── Material provided ──

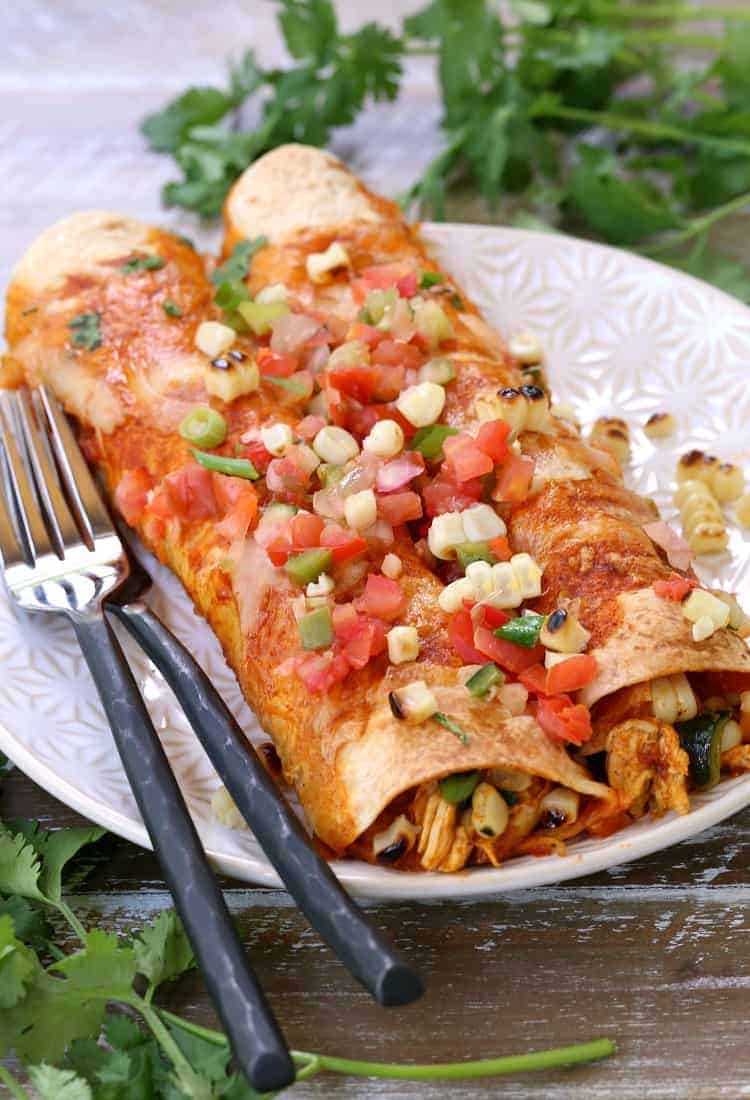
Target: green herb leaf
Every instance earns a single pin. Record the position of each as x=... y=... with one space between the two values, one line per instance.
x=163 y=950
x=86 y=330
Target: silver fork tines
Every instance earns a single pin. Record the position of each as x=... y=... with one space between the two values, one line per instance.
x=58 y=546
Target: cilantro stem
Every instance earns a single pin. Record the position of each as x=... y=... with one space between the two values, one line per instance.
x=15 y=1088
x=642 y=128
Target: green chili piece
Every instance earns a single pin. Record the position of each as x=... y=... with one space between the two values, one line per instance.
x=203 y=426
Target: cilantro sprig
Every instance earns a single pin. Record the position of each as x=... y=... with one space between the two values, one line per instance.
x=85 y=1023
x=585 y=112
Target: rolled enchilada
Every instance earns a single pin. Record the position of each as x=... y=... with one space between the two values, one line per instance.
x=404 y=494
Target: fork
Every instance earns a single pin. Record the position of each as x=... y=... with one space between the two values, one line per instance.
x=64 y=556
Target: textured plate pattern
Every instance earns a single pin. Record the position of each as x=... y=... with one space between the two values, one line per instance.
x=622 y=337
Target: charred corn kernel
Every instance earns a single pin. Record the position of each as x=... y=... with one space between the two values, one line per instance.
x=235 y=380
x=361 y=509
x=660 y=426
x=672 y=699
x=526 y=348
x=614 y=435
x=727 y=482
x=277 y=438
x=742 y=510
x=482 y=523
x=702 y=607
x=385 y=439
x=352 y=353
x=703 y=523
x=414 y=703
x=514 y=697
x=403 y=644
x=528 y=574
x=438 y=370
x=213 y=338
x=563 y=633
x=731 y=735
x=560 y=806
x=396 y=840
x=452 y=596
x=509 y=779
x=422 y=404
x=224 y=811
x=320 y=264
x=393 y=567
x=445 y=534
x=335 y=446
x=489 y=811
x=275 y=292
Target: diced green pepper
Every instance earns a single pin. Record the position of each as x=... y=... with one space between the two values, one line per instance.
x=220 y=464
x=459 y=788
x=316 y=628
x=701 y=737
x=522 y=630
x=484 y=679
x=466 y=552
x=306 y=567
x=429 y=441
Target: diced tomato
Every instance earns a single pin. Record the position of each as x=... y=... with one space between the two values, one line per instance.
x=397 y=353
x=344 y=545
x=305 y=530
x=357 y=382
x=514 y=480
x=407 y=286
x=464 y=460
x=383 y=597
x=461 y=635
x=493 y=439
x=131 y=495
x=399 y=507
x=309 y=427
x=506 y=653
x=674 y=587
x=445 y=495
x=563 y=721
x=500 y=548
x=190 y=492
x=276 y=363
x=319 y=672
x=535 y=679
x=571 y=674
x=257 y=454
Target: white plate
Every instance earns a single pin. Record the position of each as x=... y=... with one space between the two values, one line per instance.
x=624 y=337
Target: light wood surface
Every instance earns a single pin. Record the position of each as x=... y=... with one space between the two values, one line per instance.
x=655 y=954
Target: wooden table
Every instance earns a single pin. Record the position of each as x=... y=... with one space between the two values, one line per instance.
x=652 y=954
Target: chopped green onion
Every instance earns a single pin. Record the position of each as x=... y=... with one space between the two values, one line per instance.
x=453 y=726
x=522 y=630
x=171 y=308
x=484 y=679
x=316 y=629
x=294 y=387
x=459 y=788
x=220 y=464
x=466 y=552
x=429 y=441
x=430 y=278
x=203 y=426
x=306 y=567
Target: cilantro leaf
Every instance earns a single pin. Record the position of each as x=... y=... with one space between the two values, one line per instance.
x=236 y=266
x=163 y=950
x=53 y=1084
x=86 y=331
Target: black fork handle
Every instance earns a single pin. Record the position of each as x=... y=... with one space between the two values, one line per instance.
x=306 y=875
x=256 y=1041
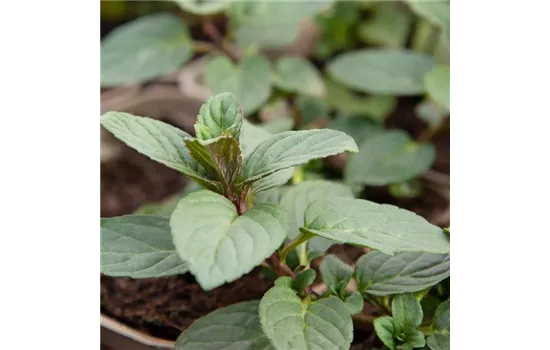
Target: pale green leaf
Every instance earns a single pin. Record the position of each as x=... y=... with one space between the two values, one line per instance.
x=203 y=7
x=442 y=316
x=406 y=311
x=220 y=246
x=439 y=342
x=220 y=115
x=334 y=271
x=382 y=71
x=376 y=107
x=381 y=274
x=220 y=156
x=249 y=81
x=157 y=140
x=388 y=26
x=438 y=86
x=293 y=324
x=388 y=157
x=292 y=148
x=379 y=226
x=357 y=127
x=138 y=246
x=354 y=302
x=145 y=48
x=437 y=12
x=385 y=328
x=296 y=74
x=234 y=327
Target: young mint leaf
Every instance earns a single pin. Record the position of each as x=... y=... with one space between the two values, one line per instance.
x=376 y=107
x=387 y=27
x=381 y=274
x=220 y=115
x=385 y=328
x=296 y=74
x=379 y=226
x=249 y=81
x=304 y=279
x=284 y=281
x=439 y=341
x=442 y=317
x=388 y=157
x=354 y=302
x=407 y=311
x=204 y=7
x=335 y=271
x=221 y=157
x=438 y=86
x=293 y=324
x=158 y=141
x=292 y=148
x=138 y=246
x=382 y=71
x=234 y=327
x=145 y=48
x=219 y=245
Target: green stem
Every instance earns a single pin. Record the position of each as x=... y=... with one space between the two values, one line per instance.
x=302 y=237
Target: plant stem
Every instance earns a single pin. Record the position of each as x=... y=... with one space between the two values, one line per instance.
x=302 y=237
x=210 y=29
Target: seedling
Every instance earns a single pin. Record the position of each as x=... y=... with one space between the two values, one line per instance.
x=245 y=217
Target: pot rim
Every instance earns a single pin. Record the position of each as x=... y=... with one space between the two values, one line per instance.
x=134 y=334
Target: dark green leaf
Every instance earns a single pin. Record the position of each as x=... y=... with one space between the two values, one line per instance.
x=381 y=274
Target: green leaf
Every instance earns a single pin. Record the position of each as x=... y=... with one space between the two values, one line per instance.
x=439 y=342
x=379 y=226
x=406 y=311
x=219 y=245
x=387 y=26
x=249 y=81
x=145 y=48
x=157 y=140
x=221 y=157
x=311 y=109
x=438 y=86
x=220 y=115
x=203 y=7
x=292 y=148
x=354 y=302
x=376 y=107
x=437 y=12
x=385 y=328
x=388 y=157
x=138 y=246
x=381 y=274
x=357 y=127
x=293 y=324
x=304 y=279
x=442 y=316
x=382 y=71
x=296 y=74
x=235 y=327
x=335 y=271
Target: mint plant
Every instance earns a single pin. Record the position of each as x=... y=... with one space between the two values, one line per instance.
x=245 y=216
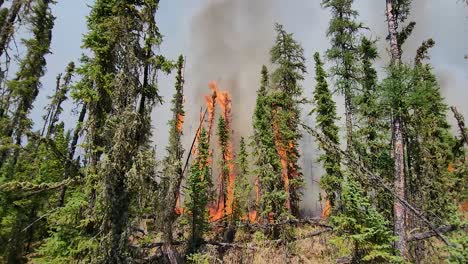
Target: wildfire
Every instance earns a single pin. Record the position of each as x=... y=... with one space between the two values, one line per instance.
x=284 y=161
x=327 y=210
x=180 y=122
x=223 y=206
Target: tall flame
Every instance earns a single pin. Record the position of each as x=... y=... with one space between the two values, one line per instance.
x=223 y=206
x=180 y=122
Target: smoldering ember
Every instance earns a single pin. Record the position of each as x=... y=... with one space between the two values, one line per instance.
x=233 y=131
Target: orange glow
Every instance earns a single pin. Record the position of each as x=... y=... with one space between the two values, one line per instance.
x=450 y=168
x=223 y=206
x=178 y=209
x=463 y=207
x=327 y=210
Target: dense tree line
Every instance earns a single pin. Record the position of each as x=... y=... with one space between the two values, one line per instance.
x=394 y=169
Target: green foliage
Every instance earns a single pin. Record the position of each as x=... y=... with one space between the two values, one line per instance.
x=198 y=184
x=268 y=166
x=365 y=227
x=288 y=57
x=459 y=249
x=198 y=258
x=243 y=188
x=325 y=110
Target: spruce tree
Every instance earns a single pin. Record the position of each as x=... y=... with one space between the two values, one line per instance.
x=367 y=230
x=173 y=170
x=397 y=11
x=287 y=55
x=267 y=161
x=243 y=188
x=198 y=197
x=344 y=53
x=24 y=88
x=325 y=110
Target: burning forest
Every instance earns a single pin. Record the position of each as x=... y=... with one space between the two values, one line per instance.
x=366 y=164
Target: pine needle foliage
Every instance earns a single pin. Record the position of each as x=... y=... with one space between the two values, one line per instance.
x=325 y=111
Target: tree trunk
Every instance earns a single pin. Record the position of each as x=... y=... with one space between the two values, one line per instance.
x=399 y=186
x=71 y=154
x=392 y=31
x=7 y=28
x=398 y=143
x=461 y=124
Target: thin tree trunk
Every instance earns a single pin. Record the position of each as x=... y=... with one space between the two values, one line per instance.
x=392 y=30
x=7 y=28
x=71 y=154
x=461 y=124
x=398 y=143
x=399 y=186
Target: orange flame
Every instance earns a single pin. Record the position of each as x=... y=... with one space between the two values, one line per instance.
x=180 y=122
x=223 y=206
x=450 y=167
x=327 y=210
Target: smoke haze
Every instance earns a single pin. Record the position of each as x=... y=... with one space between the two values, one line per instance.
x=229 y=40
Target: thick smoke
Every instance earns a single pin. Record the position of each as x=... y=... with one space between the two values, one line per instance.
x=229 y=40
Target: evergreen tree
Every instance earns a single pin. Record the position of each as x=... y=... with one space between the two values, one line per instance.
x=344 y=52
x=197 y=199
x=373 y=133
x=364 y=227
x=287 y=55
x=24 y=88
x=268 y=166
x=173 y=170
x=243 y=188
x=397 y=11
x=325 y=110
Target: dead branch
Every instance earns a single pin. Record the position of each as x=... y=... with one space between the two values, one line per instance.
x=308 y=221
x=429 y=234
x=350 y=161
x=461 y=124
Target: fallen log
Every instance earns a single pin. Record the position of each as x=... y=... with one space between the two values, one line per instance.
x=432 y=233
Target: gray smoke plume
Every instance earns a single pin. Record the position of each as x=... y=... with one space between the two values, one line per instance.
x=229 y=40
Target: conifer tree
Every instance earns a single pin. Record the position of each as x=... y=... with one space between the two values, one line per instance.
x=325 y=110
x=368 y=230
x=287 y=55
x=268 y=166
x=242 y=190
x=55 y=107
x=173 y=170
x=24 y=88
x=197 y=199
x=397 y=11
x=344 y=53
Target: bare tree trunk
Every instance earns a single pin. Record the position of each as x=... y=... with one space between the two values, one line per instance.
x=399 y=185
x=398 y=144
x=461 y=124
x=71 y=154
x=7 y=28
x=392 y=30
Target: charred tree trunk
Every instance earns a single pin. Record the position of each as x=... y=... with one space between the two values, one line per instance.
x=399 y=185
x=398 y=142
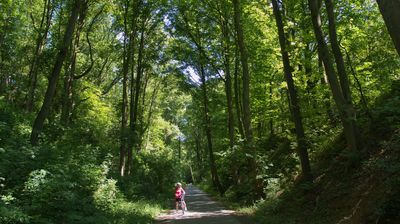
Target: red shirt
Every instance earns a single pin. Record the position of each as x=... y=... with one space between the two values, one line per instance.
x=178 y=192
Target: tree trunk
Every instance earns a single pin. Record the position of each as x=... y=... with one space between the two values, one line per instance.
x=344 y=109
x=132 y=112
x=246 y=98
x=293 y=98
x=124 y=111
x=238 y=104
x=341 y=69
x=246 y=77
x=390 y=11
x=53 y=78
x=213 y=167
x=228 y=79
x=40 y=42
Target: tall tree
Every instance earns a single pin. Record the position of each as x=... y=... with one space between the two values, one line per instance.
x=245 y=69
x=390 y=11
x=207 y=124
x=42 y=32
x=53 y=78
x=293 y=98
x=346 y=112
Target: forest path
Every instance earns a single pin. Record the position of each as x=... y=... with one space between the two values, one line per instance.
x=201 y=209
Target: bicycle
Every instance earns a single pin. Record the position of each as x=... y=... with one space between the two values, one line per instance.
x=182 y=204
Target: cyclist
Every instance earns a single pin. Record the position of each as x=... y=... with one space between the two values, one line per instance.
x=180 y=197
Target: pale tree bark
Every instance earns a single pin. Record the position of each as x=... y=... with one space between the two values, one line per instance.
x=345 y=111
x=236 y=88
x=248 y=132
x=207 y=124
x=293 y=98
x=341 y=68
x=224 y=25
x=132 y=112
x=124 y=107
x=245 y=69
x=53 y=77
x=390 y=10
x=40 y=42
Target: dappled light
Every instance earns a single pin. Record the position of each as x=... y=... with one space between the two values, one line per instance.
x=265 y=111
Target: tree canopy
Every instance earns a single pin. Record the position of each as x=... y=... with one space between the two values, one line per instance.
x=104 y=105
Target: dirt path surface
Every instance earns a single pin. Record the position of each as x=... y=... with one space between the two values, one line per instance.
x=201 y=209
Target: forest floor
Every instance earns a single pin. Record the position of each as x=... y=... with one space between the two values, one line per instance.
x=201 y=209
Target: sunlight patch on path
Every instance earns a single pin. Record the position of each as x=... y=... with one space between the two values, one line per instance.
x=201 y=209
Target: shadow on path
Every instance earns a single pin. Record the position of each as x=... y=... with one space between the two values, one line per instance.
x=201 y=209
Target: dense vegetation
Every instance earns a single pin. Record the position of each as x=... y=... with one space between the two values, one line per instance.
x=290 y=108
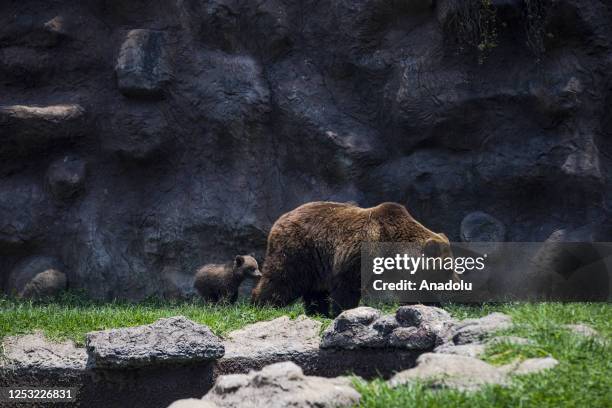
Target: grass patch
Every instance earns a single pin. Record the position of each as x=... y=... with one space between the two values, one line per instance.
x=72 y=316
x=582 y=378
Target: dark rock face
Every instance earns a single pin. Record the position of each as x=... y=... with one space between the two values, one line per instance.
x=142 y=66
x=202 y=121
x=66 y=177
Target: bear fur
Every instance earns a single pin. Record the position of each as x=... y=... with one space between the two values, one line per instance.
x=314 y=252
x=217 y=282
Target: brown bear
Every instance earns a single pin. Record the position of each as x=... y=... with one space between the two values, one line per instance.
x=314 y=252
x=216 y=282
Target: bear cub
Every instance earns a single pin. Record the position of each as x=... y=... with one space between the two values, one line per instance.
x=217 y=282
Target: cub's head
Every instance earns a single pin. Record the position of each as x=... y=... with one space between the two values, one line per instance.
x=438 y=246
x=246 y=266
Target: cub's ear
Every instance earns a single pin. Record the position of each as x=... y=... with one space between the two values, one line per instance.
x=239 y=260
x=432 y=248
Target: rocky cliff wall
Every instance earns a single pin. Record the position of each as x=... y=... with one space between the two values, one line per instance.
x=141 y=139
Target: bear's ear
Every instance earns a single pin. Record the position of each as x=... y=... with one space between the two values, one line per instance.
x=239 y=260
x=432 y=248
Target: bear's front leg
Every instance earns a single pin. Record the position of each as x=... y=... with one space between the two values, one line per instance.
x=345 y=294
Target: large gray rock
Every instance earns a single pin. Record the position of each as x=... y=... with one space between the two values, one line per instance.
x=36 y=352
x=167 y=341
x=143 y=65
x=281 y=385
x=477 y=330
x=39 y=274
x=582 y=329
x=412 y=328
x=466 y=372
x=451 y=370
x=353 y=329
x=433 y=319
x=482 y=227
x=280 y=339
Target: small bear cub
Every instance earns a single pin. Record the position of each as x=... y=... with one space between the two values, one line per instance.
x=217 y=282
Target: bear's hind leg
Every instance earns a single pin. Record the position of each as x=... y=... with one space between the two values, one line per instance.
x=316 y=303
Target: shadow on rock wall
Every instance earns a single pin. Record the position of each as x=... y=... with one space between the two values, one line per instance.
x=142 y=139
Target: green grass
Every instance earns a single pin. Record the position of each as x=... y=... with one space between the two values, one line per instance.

───

Exercise: Turn everything above, from the line containing "Target: green grass" down to the end of the entries, into a Markdown table with the columns Row and Line. Leave out blank lines.

Reply:
| Row | Line |
|---|---|
| 1 | Target: green grass |
| 2 | Every instance earns a single pin. Record the position of each as x=... y=... with one space between the two values, one line per instance. |